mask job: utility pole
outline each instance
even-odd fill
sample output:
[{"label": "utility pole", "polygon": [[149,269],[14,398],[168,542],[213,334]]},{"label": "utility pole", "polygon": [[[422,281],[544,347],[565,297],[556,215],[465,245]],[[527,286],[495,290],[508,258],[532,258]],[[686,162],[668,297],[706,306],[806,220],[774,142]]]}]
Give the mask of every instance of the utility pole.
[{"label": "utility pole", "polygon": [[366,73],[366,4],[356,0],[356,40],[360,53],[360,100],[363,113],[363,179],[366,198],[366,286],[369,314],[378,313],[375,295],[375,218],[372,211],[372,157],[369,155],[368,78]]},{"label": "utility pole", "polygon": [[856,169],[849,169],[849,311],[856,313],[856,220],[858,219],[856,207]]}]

*****

:: DIRECTION ::
Rewrite all the entries above with "instance" swapped for "object" wherever it occurs, keeping every other character the same.

:: EXERCISE OUTPUT ::
mask job: utility pole
outline each object
even-odd fill
sample output:
[{"label": "utility pole", "polygon": [[149,269],[14,398],[168,542],[213,334]]},{"label": "utility pole", "polygon": [[[422,281],[544,347],[565,297],[556,215],[465,245]],[[527,286],[495,290],[508,258],[532,258]],[[686,162],[668,297],[706,306],[806,220],[774,142]]]}]
Give the mask of every object of the utility pole.
[{"label": "utility pole", "polygon": [[366,73],[366,4],[356,0],[356,40],[360,53],[360,100],[363,113],[363,179],[366,198],[366,286],[369,314],[378,313],[375,295],[375,218],[372,211],[372,157],[369,155],[368,78]]},{"label": "utility pole", "polygon": [[856,169],[849,169],[849,311],[856,313],[856,220],[858,219],[856,207]]}]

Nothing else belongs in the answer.